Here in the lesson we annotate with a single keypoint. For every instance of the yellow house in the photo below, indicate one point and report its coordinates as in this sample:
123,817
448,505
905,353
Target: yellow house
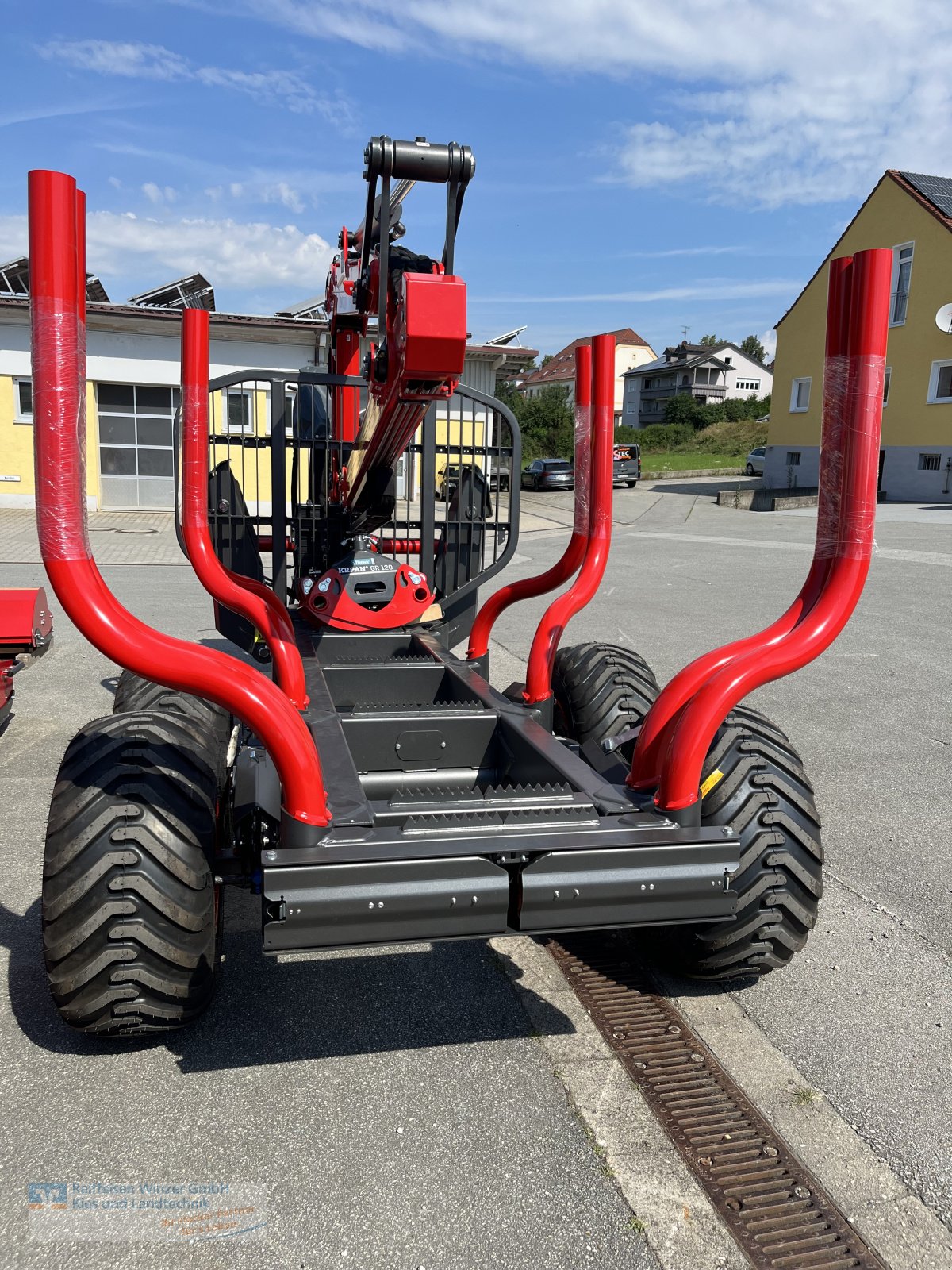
912,214
132,394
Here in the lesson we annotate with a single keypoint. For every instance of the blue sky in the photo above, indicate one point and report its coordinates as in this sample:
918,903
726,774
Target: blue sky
649,167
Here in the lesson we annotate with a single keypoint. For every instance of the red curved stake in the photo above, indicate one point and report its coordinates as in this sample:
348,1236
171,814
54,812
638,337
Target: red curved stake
655,733
59,435
571,558
843,544
560,613
245,596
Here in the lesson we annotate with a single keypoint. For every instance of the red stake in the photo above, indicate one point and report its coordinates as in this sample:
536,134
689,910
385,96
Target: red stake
560,613
574,552
59,436
844,537
655,732
245,596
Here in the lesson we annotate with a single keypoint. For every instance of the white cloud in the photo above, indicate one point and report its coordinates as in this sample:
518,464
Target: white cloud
159,194
804,103
706,289
285,194
282,88
228,253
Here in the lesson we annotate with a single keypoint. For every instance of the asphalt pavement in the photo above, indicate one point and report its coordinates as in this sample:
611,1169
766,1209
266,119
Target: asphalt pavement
406,1106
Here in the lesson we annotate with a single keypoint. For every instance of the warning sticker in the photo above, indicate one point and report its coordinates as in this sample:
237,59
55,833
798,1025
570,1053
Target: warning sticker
712,780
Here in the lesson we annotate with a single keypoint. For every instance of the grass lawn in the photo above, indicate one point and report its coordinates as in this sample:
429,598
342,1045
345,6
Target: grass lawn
689,461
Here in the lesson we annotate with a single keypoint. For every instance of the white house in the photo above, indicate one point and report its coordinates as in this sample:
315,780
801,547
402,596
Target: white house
708,372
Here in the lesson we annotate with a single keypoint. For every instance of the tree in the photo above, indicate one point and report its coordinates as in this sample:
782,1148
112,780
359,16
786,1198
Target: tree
752,346
549,425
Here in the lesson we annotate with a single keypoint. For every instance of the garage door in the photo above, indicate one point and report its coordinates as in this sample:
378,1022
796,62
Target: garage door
135,444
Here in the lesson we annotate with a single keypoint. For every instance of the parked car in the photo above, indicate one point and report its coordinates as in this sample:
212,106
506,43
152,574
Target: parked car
549,474
626,465
755,461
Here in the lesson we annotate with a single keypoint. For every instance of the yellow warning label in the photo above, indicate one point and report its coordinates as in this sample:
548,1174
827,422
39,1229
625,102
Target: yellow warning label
714,779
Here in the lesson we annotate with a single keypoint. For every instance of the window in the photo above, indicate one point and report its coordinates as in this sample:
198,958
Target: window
941,383
135,444
800,395
23,400
901,273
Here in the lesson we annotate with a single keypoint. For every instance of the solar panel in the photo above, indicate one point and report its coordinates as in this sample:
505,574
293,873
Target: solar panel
937,190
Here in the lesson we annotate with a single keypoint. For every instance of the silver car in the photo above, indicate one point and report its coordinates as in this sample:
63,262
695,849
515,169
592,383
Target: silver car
755,461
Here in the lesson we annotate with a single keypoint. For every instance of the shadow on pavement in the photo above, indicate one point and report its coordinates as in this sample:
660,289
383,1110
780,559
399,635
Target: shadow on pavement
701,489
334,1006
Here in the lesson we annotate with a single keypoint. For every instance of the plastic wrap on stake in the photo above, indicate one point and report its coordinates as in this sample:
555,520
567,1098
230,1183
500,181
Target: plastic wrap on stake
695,728
245,596
655,736
59,418
835,389
549,633
583,440
61,514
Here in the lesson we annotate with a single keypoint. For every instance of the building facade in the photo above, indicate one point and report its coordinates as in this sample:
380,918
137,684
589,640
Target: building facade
912,214
710,374
630,351
132,394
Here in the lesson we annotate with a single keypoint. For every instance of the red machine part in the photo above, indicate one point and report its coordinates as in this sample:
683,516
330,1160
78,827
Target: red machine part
571,558
57,287
425,352
545,645
245,596
25,622
328,602
681,727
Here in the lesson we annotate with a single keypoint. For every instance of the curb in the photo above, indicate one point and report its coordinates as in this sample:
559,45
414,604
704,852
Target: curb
670,474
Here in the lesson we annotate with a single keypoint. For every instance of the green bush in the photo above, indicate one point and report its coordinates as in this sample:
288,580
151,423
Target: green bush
659,438
683,410
736,437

Prompt
All of the records need repeating exactly, except for the pictures.

Output for this task
Here in the lesson we annotate with a single keypoint. For every instance of the yellow house in the photo below, indicate one point and report its coordinates as in this sample:
123,817
448,505
905,353
Target: yellow house
912,214
132,394
Here in the lesson we annotate with a single keypoint. For every instance of the blue sky in the photo above, indicate one point and report its coordinates as in this sample:
918,903
726,774
Target: blue sky
649,167
Here in the lesson we annotate with a single keypoint. For every instance of the red curved stake in the photo above, indicate one point and report its coordinates as in this sample:
348,1236
171,814
54,812
638,337
Target: red curved stake
655,733
59,435
571,558
843,544
560,613
245,596
Here in the lesson we annotate with a single keypoint. For every instance of the red stake in the photo above, indicate one point and report its coordinates as in this sample:
536,134
689,910
385,96
Target: red stake
560,613
574,552
59,436
844,537
655,732
245,596
Here in the lesson we annotate with a single keypoint. For every instance of the white cloud in the photo above, indicate one point and report its coordinates as in this sample:
518,464
Target: white cloud
159,194
804,103
706,289
285,194
282,88
228,253
Here in the lesson we annotate with a single keypoint. For every instance of the asphalt pavement in the photo above, indicate one point and report its coordinates as in this sample:
611,1169
766,1209
266,119
Target: asphalt pavement
406,1106
Here in the lesson we annotate with a single keypoint. For every instance of the warning sticker in the photo above, indicate one point and report its coordinates as in this sample:
237,59
55,833
798,1025
570,1053
Target: warning sticker
712,780
Here in the lesson we annotate with a single keypoint. For every instance of the grass lawn in the photo above, indicate one point and report its coordinates as in this sample:
429,598
342,1045
345,6
Target: grass lawn
689,461
Here in the lesson we annotate with a single keypoint. For every instance of the white house in the photo above, indicate one point and report its coordinates as in this sample:
315,780
801,547
402,596
Target: white house
708,372
Here in the lesson we annotate with a single keypoint. For every instance of the tree in the photo above, indicate one point and report its coordinates as in this sample:
782,1148
112,780
359,16
786,1198
Target: tree
752,346
549,425
Here in the lesson we annotate with a single keypoint. For every instance of the garage door in the photo above, indicate one point and report its coordinates as in this sample:
378,1022
796,62
Target: garage door
135,444
Here in the lesson we annotate with a single keypoint. For every instance of the parked car in the photo above, indicate one point and report its coordinates as in this sample:
212,106
506,43
152,574
Target: parked car
549,474
626,465
755,461
Here in the lesson we annotate with a single keypoint. For every instance of the yellow warning label in the photo above, indicate one point and report its coordinates as in this sample:
548,1174
827,422
39,1229
625,102
Target: yellow warning label
714,779
Here in the lesson we annotate with a single keypoint. For every instance of the window in the photo above, indicate one point and report its coordinates as in this sample:
198,958
Target: window
941,383
135,444
800,395
23,400
901,273
Here in the lesson we annotate with a single keypoint. For every instance of the solar panel in the photo above, indicate one point and report its coordinates as in this sample:
505,574
293,873
Target: solar panel
937,190
Here in the lesson we annotate with a single keypoint. For every instance of the silver car in the photo above, indicate one point and report its coordinates as in this sample:
63,262
695,849
515,169
592,383
Target: silver car
755,461
Here in the lesson we annotate with a single keypoint. For every instance of the shadow on pavement in the photo above, indicate one point and report its coordinates as in this sample:
660,289
383,1110
780,559
399,635
Target: shadow on pavement
701,489
334,1006
Here in the lesson we annotate with a single keypoint. For every instance of the plastic wrap on stake in the photo above, indicate one point and report its coordinates as in this sample:
555,520
567,1098
230,1183
500,181
Target: plastic wrap on stake
695,728
245,596
655,736
59,418
835,389
549,633
583,440
61,514
Here in the lesson we annotate with a single keypoint. For every instance of the building facade in the photo above, indicate one point and report its coordinates as in this sample:
380,918
137,684
589,640
Target: building facade
912,214
710,374
630,351
132,394
Here in the lesson we annotate with a single keypoint. For every instance of the red machine part in the photo above, indicate one point and report its coordinates as in this sample:
683,516
330,1160
78,827
Target: red machine part
571,558
57,287
425,352
545,645
245,596
25,622
328,602
681,727
Here in the lesson we annotate with a single keypoint. For every instance of the curb in the photo above, indicate one point and report its coordinates as in this sample:
559,45
414,604
704,852
Target: curb
670,474
Here in the lesson we annotate with a single keypoint. For every instance of the green bush in the photo above, indicate one point and report its coordinates as in this sample:
288,580
151,423
Target: green bush
659,438
683,410
736,437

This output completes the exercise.